● **Exercise brief**
From the line that holds "Annotation task — point out every instance of the grassy" to the last line of the data, copy everything exactly; leave out all the rest.

● **Input**
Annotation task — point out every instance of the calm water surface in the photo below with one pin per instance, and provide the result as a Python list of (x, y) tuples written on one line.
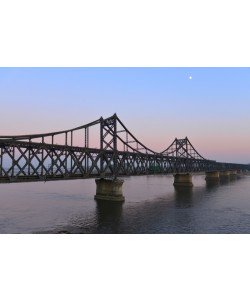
[(152, 206)]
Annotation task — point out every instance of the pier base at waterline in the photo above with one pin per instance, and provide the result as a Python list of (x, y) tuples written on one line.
[(109, 189), (183, 180)]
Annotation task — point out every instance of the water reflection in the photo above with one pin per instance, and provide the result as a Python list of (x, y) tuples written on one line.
[(108, 216), (212, 184), (183, 196)]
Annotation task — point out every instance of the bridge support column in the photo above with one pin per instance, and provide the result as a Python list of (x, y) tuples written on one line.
[(184, 180), (212, 176), (109, 189)]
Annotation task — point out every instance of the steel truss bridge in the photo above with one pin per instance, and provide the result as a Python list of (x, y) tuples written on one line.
[(68, 155)]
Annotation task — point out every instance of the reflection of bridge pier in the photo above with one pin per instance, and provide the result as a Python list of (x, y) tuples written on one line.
[(212, 176), (109, 190), (108, 215), (183, 180)]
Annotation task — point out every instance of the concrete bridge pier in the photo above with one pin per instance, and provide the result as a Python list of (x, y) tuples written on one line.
[(183, 180), (109, 189), (212, 176)]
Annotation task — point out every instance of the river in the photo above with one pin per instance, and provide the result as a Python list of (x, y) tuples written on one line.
[(152, 205)]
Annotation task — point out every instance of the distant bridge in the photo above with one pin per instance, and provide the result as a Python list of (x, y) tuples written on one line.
[(59, 155)]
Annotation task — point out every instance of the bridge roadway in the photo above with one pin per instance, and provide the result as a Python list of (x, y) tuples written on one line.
[(32, 158)]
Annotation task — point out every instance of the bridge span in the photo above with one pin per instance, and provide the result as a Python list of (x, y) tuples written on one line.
[(68, 154)]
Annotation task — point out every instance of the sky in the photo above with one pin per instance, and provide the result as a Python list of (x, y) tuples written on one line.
[(211, 106)]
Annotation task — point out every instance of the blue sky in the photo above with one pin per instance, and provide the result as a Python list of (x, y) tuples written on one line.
[(156, 104)]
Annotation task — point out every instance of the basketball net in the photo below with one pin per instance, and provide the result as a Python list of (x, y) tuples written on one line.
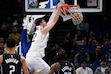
[(75, 15)]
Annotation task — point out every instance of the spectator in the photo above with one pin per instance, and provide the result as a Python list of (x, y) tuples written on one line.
[(82, 55), (84, 25), (106, 39), (4, 32), (92, 39), (78, 38), (14, 34), (103, 69), (84, 69)]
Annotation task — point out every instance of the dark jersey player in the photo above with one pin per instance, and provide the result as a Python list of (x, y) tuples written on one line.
[(11, 62)]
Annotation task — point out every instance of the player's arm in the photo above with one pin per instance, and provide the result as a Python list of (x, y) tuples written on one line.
[(54, 67), (24, 65), (54, 18)]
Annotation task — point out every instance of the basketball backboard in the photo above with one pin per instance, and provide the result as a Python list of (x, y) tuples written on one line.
[(41, 6)]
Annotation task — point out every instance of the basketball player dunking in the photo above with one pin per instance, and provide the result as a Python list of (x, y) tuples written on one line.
[(39, 42)]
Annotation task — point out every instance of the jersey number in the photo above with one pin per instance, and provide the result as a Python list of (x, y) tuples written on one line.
[(12, 69)]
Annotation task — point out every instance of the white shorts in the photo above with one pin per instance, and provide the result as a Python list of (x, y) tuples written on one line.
[(37, 64)]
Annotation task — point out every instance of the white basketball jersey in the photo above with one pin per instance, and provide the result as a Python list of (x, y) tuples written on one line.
[(38, 45)]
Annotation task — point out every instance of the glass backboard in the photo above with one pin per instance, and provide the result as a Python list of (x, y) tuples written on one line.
[(88, 6)]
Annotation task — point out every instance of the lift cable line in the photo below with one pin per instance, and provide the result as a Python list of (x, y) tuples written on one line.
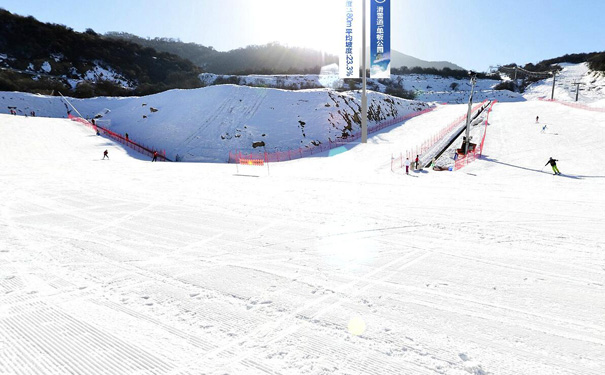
[(529, 73)]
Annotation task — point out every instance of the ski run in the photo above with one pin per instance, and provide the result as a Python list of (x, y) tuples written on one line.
[(322, 265)]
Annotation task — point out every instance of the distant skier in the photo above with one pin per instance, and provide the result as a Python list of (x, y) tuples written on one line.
[(553, 164)]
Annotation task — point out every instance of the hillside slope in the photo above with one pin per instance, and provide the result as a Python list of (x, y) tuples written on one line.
[(206, 124), (592, 85), (327, 266), (41, 57)]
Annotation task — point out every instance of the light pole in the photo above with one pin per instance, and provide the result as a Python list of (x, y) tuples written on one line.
[(577, 89), (554, 79), (468, 114), (364, 98)]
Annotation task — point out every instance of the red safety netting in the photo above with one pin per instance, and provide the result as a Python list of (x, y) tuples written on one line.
[(476, 152), (149, 151), (430, 142), (235, 156)]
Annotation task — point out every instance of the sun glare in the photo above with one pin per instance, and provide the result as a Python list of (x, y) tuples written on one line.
[(311, 23)]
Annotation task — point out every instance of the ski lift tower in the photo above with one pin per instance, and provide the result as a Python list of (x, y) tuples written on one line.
[(577, 88), (467, 140)]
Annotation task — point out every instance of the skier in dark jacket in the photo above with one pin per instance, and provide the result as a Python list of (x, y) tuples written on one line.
[(553, 164)]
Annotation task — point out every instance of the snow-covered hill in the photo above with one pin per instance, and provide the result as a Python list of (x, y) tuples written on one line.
[(205, 124), (327, 265), (592, 88), (426, 87)]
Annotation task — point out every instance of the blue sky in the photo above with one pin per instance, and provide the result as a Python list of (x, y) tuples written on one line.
[(471, 33)]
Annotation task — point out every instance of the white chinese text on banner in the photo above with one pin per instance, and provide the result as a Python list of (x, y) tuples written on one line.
[(380, 39), (350, 39)]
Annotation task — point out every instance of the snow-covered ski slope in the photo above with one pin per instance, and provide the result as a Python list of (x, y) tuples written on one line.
[(124, 266), (206, 124)]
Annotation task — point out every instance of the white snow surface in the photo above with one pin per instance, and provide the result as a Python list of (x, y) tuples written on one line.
[(592, 88), (123, 266), (206, 124)]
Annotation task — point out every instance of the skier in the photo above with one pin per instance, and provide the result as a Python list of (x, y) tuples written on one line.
[(407, 165), (553, 164)]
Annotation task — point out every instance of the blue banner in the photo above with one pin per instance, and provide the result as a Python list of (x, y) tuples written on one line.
[(350, 48), (380, 39)]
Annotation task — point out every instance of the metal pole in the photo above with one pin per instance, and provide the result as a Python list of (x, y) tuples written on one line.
[(74, 108), (554, 78), (364, 98), (468, 115)]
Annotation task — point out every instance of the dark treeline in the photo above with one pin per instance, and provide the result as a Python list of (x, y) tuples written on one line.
[(445, 72), (30, 43)]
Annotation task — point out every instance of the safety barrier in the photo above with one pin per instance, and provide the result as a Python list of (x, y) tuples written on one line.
[(421, 149), (430, 142), (149, 151), (277, 156), (574, 105), (258, 162), (476, 153)]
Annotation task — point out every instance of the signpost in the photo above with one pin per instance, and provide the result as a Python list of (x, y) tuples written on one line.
[(380, 47)]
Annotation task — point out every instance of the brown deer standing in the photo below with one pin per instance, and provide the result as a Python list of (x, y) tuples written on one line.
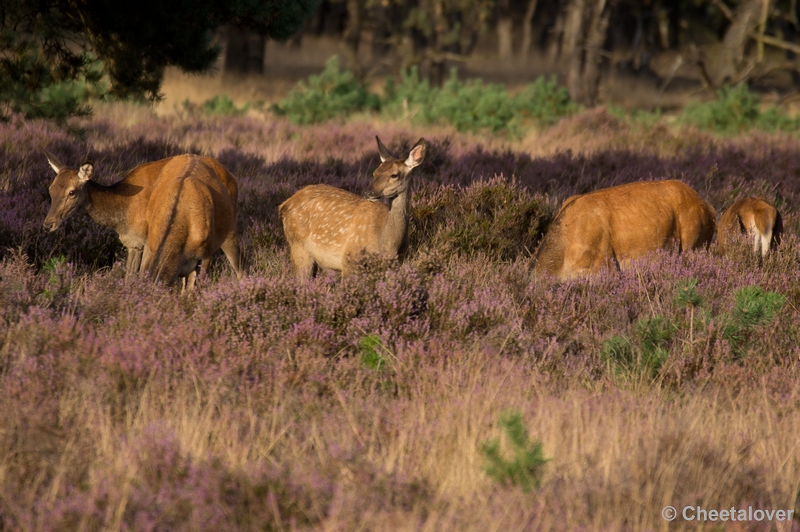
[(753, 217), (190, 215), (121, 206), (329, 227), (614, 225)]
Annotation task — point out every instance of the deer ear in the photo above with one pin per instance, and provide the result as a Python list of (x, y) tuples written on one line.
[(416, 155), (85, 172), (55, 164), (384, 153)]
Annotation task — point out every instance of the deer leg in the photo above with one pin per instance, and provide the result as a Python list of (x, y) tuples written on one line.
[(302, 261), (134, 261), (231, 249), (146, 263)]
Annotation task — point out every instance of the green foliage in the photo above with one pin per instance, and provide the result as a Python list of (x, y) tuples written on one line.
[(474, 105), (222, 105), (545, 102), (331, 94), (618, 351), (494, 217), (647, 355), (525, 466), (753, 306), (371, 356), (686, 293), (736, 109), (468, 105)]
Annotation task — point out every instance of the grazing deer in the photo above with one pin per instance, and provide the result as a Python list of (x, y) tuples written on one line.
[(191, 214), (121, 206), (617, 224), (329, 227), (755, 218)]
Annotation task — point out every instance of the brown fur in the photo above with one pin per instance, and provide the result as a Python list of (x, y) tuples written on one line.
[(620, 223), (329, 227), (190, 215), (753, 217), (121, 206)]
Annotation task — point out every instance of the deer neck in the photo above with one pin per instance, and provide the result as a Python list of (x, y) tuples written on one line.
[(394, 230), (108, 205)]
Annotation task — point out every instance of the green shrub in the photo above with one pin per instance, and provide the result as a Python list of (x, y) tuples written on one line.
[(544, 102), (468, 105), (753, 306), (647, 355), (371, 347), (526, 465), (222, 105), (493, 217), (331, 94), (474, 105), (736, 109)]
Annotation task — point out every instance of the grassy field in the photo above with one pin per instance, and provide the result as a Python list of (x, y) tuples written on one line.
[(367, 403)]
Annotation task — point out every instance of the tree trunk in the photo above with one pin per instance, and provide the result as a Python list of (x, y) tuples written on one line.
[(505, 28), (595, 38), (527, 31), (674, 24), (352, 36), (727, 61), (572, 48)]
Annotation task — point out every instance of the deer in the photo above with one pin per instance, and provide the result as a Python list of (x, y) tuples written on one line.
[(121, 206), (190, 215), (612, 226), (753, 217), (328, 227)]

● **Expected answer**
Annotation task — point out every instance of the grassy field in the photo above with one pin per instance, and provide the result as a Python list of (x, y) tuples written on one line.
[(367, 403)]
Annotation task — point out every instance of the tree trunk in the photo above with one pin per instance, and provide the result as a Python list of (x, y) tuples written on one line.
[(505, 28), (595, 38), (527, 31), (674, 24), (352, 36), (727, 61), (572, 48)]
Annotation task — point out every instance of the deer in the photo above with one pin per instance, and provide the result as a Python list of (x, y) tuples written on one line.
[(121, 206), (190, 215), (612, 226), (753, 217), (328, 227)]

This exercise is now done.